Your task:
Once the line holding "For each <instance>" is found in the listing below, write it out and each later line exactly, up to and including the one holding "box: [296, 45, 317, 79]".
Top of Input data
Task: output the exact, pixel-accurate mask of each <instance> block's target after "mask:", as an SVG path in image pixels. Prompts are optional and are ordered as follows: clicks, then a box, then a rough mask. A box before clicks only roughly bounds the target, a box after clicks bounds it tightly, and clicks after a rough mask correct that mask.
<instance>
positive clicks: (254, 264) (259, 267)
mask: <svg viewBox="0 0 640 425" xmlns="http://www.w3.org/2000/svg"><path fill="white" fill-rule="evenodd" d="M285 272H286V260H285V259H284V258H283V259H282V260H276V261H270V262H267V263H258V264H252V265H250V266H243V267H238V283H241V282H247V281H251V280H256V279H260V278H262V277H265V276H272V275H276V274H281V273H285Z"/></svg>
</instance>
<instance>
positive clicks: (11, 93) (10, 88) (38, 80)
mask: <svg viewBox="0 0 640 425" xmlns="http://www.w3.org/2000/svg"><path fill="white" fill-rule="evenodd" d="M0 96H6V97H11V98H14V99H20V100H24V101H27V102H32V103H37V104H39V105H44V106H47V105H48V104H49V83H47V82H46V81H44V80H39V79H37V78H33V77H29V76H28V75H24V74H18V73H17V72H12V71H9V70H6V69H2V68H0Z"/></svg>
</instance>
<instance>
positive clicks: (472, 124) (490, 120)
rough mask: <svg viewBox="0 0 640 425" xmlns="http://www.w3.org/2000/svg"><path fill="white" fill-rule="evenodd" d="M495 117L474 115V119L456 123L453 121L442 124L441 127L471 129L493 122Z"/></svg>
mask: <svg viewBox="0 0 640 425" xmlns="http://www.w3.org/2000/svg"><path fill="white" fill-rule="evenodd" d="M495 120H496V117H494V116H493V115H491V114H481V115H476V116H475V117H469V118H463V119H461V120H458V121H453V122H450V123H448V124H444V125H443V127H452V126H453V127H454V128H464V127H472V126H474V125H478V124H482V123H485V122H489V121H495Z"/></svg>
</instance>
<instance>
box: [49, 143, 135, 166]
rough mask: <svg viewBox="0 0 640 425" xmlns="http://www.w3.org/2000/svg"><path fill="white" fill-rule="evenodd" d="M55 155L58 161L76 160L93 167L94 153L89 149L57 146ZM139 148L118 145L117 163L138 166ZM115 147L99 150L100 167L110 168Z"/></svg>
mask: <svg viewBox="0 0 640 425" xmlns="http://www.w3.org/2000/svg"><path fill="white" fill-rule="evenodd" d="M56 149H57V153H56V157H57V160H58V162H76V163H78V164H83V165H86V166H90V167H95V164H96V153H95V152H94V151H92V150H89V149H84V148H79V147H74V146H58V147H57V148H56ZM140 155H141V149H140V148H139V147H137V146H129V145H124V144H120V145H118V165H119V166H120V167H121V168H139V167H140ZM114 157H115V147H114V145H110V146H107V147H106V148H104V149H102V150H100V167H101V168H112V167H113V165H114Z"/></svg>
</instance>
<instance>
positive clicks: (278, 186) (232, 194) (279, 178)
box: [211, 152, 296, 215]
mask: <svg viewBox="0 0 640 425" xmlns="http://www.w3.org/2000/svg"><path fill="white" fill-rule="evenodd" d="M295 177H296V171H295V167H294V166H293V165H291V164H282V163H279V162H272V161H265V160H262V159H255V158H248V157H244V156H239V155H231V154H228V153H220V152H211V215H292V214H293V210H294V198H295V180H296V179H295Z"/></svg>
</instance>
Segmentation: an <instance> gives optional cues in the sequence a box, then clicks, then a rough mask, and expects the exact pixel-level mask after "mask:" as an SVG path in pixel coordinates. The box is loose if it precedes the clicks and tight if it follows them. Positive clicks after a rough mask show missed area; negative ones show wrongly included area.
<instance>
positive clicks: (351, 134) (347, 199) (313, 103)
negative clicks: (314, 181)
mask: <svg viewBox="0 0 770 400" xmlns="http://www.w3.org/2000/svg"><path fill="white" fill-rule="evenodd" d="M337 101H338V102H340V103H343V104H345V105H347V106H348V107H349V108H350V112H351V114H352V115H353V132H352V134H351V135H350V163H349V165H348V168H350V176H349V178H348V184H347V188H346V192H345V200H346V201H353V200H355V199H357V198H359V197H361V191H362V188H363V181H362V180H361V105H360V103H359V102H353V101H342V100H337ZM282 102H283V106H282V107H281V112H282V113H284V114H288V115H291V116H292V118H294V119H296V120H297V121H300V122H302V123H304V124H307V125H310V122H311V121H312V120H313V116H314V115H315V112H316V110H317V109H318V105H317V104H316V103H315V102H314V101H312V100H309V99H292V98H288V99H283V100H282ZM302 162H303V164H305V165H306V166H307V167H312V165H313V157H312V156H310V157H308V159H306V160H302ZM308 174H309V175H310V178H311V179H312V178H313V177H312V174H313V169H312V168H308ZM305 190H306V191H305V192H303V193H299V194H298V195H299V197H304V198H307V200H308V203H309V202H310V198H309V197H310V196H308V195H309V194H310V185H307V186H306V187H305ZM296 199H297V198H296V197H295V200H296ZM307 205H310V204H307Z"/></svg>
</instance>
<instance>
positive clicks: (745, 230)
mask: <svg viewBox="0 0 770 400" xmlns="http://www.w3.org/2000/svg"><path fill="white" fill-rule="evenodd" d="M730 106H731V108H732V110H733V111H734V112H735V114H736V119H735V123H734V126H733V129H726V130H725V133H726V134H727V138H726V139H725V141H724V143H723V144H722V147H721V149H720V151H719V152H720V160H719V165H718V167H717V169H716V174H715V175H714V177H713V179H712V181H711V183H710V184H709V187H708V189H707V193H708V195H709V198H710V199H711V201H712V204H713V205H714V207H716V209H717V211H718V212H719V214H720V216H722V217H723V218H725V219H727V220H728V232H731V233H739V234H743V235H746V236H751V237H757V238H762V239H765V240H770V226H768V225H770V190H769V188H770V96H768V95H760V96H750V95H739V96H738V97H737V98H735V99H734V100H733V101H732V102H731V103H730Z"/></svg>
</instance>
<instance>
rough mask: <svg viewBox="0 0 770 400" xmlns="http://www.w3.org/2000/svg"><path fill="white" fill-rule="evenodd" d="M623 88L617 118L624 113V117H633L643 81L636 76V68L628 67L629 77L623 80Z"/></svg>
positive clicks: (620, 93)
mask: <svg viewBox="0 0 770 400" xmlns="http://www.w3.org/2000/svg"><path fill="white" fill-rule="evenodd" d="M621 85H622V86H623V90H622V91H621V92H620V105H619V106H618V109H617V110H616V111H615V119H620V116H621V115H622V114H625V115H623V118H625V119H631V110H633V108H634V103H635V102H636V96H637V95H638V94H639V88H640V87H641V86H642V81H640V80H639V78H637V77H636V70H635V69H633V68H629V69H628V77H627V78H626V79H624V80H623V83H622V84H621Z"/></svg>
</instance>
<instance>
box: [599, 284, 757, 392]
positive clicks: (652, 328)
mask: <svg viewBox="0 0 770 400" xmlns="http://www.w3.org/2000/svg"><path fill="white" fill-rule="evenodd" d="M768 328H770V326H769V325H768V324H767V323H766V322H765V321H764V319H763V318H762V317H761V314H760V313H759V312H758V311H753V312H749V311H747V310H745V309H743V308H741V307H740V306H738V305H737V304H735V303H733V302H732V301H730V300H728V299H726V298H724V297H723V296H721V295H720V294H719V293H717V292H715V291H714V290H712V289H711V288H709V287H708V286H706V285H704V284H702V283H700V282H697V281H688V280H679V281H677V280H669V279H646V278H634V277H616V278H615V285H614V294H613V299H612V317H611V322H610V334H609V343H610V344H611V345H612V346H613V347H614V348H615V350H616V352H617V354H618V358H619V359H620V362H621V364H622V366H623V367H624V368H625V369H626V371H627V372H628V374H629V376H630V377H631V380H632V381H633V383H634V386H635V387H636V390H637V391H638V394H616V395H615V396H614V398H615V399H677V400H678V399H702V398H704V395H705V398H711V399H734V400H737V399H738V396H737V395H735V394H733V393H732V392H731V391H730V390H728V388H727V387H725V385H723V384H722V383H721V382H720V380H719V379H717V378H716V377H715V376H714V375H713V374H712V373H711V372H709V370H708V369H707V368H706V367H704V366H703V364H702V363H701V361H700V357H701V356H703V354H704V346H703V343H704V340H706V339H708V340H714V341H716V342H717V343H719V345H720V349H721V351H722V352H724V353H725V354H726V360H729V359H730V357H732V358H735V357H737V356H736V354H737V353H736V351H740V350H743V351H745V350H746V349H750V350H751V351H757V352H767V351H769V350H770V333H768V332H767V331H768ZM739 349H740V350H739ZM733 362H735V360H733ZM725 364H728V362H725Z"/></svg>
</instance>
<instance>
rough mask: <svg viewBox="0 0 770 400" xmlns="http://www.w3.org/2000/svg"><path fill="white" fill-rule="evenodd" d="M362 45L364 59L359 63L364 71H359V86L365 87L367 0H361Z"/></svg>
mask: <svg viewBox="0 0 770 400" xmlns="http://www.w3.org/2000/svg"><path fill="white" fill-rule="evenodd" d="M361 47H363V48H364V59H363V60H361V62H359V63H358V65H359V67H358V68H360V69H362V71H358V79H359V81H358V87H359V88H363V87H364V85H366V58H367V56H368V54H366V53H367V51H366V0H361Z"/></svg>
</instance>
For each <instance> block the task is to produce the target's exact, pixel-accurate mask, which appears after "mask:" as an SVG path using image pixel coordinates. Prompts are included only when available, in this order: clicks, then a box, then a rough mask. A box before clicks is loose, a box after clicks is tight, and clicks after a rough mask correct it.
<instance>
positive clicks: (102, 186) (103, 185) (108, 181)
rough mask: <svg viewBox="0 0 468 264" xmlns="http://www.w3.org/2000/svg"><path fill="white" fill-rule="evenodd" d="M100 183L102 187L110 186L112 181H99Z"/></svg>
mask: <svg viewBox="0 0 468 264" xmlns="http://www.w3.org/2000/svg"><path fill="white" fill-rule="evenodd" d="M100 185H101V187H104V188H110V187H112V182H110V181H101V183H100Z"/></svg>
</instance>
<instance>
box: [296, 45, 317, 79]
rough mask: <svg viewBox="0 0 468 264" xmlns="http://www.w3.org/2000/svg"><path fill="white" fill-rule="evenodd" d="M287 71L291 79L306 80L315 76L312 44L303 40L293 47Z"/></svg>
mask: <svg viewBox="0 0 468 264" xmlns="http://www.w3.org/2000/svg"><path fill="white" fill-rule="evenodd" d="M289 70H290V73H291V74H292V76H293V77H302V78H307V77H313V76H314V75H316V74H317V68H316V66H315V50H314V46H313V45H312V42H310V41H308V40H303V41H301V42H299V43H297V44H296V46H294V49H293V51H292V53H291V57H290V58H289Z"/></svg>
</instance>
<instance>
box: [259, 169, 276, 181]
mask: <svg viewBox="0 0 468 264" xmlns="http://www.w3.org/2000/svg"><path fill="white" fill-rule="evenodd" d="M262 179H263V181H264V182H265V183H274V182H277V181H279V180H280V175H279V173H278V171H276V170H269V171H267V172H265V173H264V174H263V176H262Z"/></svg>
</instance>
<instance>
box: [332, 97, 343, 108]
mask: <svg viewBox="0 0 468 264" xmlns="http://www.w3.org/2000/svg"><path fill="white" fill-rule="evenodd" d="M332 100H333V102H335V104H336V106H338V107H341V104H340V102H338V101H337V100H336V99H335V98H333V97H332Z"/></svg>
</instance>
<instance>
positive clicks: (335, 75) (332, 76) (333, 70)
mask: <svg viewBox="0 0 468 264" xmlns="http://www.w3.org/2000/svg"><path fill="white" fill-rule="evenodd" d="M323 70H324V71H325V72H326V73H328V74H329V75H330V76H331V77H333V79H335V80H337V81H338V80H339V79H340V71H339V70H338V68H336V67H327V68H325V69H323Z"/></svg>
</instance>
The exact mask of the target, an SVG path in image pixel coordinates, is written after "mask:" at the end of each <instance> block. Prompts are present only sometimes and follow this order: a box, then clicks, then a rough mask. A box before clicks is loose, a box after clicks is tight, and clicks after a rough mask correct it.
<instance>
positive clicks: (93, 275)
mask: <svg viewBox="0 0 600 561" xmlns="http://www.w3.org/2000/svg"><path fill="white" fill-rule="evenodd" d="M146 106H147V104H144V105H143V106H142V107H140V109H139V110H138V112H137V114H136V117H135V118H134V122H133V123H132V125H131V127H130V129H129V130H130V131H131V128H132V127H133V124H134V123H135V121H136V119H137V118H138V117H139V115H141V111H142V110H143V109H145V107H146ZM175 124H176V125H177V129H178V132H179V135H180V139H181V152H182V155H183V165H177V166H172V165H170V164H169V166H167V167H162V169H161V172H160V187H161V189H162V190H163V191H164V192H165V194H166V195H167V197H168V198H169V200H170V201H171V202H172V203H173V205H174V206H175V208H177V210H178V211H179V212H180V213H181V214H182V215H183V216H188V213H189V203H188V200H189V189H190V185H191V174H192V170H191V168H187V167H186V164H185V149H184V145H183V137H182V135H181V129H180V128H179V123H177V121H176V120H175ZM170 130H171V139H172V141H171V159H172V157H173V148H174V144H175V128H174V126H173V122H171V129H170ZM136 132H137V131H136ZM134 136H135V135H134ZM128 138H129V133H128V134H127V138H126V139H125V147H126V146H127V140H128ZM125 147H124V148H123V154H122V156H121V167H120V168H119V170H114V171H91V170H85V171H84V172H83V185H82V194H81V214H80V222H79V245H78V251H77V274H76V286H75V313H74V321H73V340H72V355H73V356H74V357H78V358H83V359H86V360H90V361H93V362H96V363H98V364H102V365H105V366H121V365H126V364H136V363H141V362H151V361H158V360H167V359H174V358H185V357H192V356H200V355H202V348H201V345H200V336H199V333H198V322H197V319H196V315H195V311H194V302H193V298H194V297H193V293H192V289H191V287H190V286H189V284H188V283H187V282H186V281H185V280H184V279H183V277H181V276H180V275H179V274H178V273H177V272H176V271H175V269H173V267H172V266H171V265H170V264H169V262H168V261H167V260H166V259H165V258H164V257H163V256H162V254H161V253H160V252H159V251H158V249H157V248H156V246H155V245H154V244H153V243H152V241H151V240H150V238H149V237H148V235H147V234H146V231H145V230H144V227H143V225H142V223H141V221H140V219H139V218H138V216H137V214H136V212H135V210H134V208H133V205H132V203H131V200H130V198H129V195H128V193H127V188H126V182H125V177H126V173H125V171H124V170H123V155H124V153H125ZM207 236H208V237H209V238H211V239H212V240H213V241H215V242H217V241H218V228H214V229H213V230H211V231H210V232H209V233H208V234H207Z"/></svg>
Bottom of Input data
Answer space:
For each <instance> block the task is to produce the target's exact, pixel-accurate mask, which appears after "mask:" as an SVG path using image pixel coordinates. Prompts are included only when available, in this order: clicks, then a box, then a rough mask. A box before clicks is loose, a box after clicks is tight, and clicks after a rough mask correct it.
<instance>
positive clicks: (102, 186) (103, 185) (108, 181)
rough mask: <svg viewBox="0 0 468 264" xmlns="http://www.w3.org/2000/svg"><path fill="white" fill-rule="evenodd" d="M100 183L102 187L110 186L112 181H99Z"/></svg>
mask: <svg viewBox="0 0 468 264" xmlns="http://www.w3.org/2000/svg"><path fill="white" fill-rule="evenodd" d="M100 185H101V187H104V188H110V187H112V182H110V181H101V183H100Z"/></svg>
</instance>
<instance>
box: [296, 45, 317, 79]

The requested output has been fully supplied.